## EXERCISE OBJECTIVE
Skip every line before the one containing "of the reflection", then copy that line and the rest of the entries below exactly, through the last line.

───── MATERIAL PROVIDED

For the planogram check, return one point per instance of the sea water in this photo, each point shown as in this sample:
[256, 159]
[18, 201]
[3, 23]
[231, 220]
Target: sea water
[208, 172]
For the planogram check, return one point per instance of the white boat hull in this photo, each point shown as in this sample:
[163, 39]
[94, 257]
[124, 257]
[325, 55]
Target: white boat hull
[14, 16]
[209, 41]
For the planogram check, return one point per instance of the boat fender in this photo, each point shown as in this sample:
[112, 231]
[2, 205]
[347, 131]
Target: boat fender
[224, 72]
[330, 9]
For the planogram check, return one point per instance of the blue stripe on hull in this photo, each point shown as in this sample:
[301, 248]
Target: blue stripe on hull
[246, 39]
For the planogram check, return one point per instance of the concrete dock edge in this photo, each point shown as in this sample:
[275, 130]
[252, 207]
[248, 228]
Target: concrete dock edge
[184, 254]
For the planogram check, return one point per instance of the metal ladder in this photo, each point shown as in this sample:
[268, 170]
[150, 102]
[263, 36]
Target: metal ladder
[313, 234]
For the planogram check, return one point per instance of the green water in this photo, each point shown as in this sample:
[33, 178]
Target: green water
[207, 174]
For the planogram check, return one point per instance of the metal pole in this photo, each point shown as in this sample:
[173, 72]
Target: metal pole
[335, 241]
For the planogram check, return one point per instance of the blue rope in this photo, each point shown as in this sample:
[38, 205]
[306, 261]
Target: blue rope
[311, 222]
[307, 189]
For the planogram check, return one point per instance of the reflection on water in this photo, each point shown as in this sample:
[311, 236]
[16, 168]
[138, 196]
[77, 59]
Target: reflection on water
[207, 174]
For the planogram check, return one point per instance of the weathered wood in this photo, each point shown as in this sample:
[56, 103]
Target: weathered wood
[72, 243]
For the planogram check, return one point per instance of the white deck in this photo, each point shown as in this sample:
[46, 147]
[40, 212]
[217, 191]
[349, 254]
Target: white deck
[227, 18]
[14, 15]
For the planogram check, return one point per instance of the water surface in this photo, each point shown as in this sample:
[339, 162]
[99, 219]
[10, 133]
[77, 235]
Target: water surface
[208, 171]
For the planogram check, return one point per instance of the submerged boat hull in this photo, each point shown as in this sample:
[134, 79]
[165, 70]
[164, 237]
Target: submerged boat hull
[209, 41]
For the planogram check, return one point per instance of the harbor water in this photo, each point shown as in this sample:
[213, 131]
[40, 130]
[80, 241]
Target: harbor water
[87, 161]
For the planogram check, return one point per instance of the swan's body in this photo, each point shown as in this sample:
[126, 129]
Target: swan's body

──────────

## ANSWER FOR THE TASK
For the planogram check, return one point per instance of the reflection on water in this photo, each point shown as in this sample:
[311, 236]
[16, 168]
[138, 196]
[77, 59]
Target: reflection on water
[207, 174]
For the planogram check, return one point per instance of the weathered wood in this photo, each point shown as in this sample:
[56, 103]
Target: weathered wood
[72, 243]
For the planogram check, return one point per instance of the white deck in this photo, each point shown as in this sample:
[46, 147]
[40, 212]
[217, 191]
[349, 254]
Target: white deck
[227, 18]
[14, 15]
For the planogram check, return one point per instance of the water surface in this photo, each point shown as in this sample:
[339, 162]
[99, 219]
[10, 133]
[77, 235]
Target: water surface
[208, 171]
For the planogram check, return one point per instance of the submerged boat hull in this photo, each point shown as in this sample:
[134, 79]
[165, 70]
[164, 237]
Target: submerged boat hull
[209, 41]
For the planogram check, return one point per instance of the harbor water in this photo, each point shown as in this sample:
[213, 131]
[40, 130]
[80, 241]
Target: harbor water
[87, 161]
For the planogram check, return one point per instance of the swan's body in this photo, each point shown as in this sample:
[126, 129]
Target: swan's body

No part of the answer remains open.